#### LISTED ENTRIES
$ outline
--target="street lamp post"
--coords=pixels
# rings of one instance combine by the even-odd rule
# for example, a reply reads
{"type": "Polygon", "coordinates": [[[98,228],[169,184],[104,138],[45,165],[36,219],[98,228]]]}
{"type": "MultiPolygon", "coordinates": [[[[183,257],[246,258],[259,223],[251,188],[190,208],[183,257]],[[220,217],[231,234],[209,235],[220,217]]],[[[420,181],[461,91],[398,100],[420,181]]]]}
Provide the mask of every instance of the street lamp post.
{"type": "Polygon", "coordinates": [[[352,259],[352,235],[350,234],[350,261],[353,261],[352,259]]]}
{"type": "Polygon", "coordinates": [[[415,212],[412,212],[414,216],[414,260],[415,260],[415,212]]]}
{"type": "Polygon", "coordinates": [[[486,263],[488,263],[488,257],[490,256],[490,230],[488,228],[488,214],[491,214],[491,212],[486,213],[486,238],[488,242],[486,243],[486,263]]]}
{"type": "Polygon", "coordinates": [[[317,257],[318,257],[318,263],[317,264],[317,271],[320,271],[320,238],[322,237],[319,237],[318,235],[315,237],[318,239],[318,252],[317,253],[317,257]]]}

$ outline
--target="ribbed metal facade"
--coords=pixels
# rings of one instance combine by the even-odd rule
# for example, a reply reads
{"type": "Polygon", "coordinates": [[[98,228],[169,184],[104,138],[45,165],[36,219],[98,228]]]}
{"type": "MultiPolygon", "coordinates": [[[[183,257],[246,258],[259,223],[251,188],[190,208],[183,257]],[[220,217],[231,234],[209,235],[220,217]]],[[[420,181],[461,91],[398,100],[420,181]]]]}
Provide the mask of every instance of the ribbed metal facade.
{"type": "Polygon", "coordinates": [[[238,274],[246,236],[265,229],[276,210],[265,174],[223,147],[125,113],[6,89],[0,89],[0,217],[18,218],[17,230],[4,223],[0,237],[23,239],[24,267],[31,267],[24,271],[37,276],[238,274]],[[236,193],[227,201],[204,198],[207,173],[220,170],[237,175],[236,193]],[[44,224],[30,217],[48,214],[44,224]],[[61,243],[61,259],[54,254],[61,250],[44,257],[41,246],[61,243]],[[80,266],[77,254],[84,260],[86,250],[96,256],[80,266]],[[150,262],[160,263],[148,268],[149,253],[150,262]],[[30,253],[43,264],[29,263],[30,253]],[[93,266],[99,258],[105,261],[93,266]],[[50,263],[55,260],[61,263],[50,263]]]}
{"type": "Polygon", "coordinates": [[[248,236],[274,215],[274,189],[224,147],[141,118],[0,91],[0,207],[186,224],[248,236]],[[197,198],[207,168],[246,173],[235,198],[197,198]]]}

#### DIRECTION
Count the lines in the items above that contain the string "post", matching case exactly. Give only the number.

#### TASK RESULT
2